(Given information)
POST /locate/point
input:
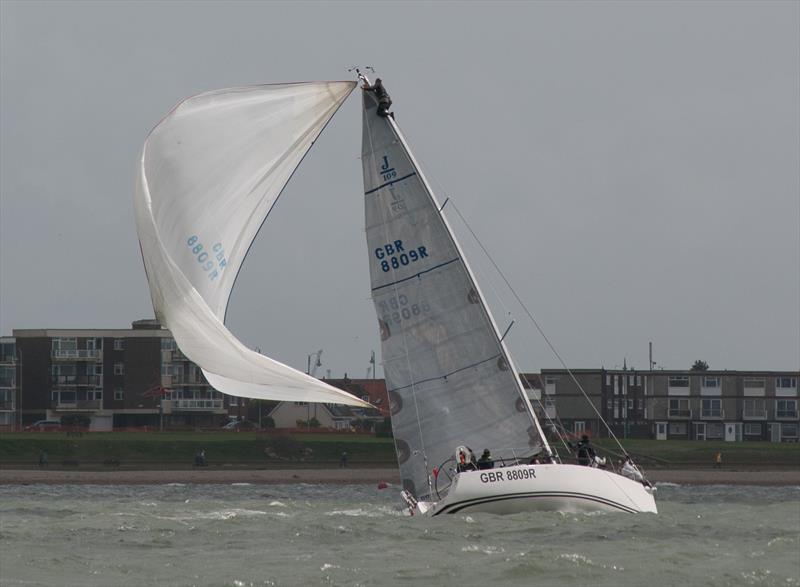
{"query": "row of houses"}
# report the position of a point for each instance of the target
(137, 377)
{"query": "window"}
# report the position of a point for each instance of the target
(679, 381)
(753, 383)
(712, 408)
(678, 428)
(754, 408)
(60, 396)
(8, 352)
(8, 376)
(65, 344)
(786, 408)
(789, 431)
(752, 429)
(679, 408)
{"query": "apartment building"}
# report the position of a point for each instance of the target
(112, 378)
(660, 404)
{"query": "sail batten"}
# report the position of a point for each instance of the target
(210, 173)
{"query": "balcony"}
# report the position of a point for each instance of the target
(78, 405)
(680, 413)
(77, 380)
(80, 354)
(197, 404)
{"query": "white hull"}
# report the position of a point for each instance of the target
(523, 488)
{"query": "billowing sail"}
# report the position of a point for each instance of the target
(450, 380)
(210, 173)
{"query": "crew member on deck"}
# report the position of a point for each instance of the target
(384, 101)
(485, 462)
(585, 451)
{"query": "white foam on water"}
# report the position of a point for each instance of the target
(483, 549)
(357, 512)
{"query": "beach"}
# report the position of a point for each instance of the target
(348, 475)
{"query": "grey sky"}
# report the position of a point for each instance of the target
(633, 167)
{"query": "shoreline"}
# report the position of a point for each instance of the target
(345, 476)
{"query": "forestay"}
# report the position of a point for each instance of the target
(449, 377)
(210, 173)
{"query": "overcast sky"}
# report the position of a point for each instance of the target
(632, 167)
(End Given information)
(Given information)
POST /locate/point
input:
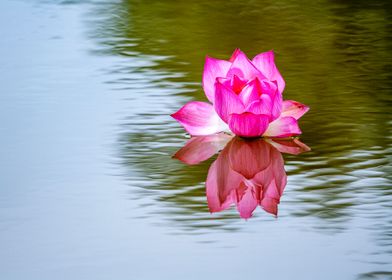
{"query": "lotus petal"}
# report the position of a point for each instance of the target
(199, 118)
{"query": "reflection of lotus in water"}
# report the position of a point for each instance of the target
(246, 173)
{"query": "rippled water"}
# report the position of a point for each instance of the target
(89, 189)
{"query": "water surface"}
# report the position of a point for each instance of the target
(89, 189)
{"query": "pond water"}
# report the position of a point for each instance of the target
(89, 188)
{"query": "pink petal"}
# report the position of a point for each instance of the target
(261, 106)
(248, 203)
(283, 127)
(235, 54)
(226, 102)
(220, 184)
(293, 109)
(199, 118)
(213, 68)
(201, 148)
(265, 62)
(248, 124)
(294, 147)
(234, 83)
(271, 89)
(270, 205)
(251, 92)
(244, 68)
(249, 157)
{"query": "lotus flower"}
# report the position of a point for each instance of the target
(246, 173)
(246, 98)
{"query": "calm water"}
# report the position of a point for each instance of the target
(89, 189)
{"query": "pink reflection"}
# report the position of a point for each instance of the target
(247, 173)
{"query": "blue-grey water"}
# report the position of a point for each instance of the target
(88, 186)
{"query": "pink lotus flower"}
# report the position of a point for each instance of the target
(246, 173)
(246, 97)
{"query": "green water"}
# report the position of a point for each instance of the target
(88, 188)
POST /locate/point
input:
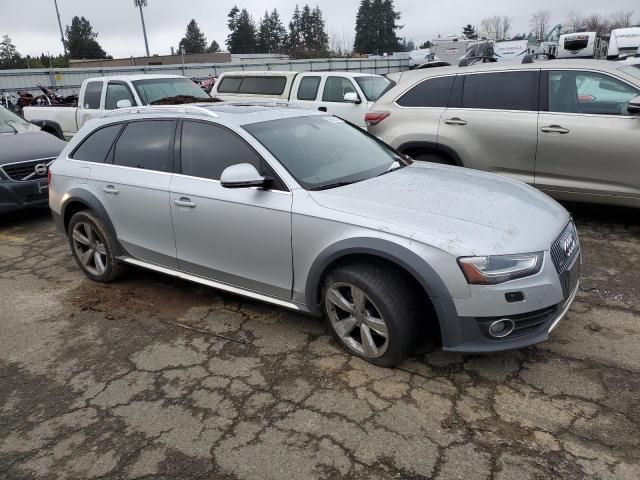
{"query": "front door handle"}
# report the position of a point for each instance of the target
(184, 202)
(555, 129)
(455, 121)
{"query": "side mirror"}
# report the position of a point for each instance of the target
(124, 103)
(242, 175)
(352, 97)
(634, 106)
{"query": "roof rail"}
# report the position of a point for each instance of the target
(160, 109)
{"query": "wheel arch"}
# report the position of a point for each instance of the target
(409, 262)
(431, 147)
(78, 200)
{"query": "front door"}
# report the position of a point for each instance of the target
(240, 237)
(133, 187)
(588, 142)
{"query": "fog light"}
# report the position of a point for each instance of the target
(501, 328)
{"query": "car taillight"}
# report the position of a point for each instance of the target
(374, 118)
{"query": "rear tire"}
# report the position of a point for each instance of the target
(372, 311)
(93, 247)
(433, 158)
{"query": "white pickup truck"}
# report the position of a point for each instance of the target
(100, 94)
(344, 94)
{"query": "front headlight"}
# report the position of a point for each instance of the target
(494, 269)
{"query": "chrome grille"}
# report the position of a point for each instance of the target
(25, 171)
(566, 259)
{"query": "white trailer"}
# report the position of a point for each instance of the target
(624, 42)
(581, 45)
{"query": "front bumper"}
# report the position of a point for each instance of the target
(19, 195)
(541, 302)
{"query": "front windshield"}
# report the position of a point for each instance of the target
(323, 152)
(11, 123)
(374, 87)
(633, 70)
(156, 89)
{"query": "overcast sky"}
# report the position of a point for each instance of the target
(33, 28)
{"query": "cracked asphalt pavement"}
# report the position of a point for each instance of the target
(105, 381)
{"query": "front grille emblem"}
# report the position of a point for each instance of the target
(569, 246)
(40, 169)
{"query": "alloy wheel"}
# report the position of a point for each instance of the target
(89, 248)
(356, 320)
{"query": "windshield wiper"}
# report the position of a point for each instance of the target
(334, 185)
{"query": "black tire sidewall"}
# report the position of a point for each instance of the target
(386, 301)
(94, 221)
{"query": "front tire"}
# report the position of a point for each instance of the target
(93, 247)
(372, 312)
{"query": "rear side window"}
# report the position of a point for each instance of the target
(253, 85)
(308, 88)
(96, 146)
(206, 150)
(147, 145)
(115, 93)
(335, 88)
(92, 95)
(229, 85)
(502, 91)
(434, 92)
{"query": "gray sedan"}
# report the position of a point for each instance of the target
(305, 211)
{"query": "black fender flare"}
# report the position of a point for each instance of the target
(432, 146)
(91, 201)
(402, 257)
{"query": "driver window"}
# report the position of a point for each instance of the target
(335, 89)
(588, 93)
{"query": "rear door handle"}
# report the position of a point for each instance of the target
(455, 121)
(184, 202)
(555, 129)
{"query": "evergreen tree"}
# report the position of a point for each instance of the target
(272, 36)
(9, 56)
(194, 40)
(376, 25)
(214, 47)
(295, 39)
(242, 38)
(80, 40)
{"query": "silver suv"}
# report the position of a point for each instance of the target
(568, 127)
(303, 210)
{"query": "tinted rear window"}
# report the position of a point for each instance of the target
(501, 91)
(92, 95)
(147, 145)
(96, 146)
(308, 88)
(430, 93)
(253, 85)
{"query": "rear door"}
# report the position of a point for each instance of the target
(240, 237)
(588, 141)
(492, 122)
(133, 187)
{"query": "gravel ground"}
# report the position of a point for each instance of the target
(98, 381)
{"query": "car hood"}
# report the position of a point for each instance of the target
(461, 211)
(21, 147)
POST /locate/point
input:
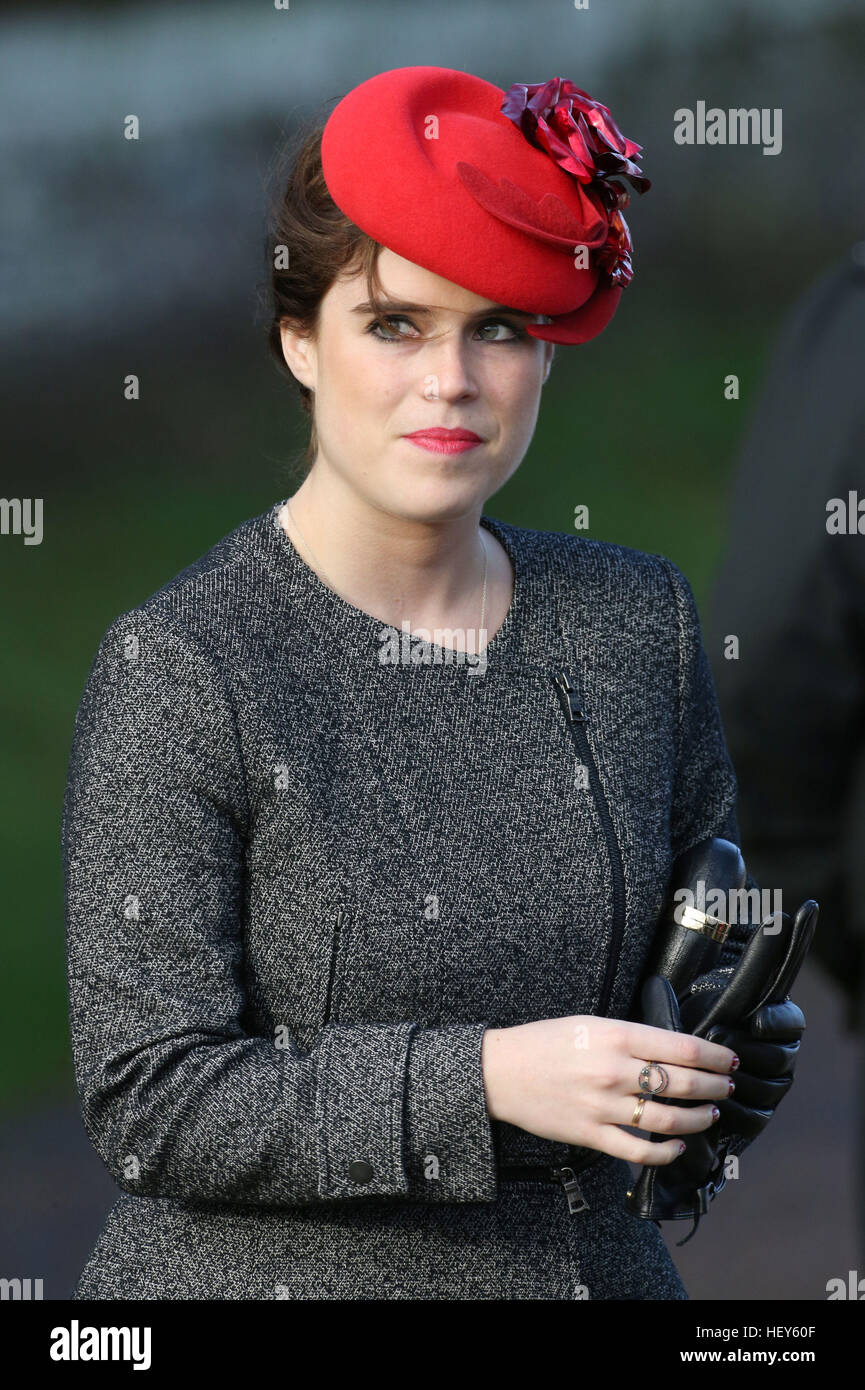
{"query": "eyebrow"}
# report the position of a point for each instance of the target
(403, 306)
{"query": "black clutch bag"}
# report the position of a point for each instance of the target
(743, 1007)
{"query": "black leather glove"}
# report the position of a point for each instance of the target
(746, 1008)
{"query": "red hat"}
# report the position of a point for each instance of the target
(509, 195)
(End Given information)
• [Work item]: Lines holding the word "rear" are the answer; copy each one from the records above.

• [Written response]:
{"query": "rear tire"}
{"query": "rear side window"}
{"query": "rear door handle"}
{"query": "tinted rear window"}
{"query": "rear door"}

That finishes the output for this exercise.